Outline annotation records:
▬▬▬▬▬▬▬▬▬▬

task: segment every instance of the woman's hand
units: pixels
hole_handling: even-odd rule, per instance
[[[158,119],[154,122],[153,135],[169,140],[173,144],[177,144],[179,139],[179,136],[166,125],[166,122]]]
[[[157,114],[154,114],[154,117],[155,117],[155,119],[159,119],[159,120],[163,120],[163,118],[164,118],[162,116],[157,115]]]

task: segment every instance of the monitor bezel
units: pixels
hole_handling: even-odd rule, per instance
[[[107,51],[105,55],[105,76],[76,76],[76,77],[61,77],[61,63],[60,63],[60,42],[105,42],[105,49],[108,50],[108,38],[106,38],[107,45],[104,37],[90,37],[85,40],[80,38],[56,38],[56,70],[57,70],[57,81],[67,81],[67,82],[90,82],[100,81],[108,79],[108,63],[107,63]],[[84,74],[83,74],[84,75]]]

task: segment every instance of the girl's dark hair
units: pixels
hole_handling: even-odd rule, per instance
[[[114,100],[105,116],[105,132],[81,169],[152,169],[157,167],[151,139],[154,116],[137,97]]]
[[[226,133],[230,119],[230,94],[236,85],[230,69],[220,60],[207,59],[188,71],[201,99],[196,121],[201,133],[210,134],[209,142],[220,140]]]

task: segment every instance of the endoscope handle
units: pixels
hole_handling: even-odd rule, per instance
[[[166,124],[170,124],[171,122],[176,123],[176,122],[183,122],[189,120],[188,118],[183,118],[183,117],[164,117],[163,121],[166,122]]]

▬▬▬▬▬▬▬▬▬▬

Task goal :: Give the lines from the one containing "task: segment every instance of the endoscope" through the last line above as a numbered list, leaving out any blank lines.

Problem solution ::
1. task: segment every instance of the endoscope handle
2. units: pixels
3. hole_handling: even-odd rule, per instance
4. [[[166,124],[170,124],[171,122],[176,123],[176,122],[183,122],[189,120],[188,118],[183,118],[183,117],[164,117],[163,121],[166,122]]]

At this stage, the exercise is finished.